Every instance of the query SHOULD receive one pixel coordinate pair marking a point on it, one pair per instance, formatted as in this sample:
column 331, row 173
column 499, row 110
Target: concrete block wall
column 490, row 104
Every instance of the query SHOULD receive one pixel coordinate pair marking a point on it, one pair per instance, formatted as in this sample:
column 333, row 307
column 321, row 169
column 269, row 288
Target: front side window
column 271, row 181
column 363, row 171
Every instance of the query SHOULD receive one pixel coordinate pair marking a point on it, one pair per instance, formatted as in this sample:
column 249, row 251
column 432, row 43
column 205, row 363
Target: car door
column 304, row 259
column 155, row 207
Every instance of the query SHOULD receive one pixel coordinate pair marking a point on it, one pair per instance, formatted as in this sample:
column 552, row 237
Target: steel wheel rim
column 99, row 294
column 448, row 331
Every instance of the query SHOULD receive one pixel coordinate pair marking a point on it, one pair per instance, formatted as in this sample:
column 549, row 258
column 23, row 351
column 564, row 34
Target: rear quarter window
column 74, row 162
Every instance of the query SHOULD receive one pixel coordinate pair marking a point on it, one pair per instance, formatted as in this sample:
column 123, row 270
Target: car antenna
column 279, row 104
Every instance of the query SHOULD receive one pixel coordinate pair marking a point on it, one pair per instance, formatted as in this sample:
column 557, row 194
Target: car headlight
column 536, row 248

---

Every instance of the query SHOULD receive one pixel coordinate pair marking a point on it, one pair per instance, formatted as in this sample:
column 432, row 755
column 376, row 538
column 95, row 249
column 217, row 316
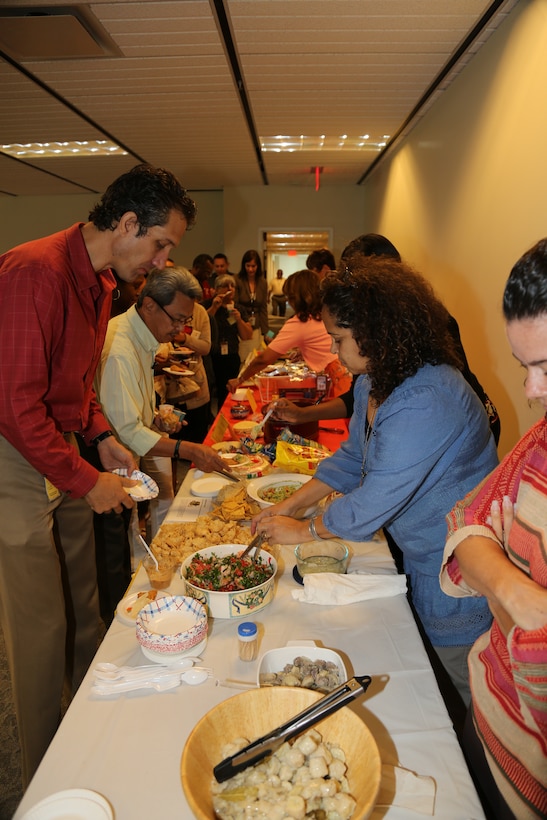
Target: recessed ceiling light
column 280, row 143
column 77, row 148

--

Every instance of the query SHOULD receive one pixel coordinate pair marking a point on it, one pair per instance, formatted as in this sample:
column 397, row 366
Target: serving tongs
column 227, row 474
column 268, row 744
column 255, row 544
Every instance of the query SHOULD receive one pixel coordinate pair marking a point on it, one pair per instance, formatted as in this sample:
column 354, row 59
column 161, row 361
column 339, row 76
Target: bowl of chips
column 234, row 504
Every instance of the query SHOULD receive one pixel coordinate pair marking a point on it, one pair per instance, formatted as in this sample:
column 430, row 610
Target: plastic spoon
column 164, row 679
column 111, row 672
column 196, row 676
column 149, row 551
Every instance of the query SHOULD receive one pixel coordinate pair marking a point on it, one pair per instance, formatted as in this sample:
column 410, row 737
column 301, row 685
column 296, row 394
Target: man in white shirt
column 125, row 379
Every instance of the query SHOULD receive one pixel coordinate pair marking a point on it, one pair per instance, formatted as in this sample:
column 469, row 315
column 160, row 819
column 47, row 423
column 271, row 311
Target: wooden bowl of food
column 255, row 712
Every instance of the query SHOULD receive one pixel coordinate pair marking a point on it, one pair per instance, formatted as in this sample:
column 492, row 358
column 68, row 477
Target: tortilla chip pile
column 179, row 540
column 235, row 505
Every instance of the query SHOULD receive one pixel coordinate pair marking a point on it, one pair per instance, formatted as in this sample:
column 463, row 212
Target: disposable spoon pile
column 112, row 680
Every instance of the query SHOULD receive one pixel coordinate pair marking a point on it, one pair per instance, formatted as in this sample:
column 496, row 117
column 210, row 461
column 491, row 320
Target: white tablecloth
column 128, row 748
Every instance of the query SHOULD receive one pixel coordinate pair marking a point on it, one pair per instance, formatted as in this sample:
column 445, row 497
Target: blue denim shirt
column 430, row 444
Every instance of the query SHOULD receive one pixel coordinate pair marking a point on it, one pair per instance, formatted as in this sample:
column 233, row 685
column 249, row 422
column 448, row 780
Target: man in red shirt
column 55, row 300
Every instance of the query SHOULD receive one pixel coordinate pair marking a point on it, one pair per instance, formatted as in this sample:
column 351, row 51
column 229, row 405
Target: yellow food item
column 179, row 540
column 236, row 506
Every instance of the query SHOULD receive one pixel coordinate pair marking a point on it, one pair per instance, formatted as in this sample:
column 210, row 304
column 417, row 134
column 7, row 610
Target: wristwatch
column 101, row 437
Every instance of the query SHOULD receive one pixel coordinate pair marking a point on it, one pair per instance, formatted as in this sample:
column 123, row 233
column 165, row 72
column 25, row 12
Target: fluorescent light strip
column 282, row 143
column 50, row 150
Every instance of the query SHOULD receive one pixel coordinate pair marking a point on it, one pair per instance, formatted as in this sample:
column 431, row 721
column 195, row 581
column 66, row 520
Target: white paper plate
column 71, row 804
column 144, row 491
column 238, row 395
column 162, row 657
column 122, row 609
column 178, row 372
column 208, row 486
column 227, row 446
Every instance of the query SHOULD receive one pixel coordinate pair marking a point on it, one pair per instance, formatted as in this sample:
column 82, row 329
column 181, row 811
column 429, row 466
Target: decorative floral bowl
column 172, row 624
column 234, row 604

_WHAT YOU WILL DO_
Collect every line in the records above that contains the word "food", matching case exactly.

_THE SOLUTION_
Target: wooden bowl of food
Target: yellow food item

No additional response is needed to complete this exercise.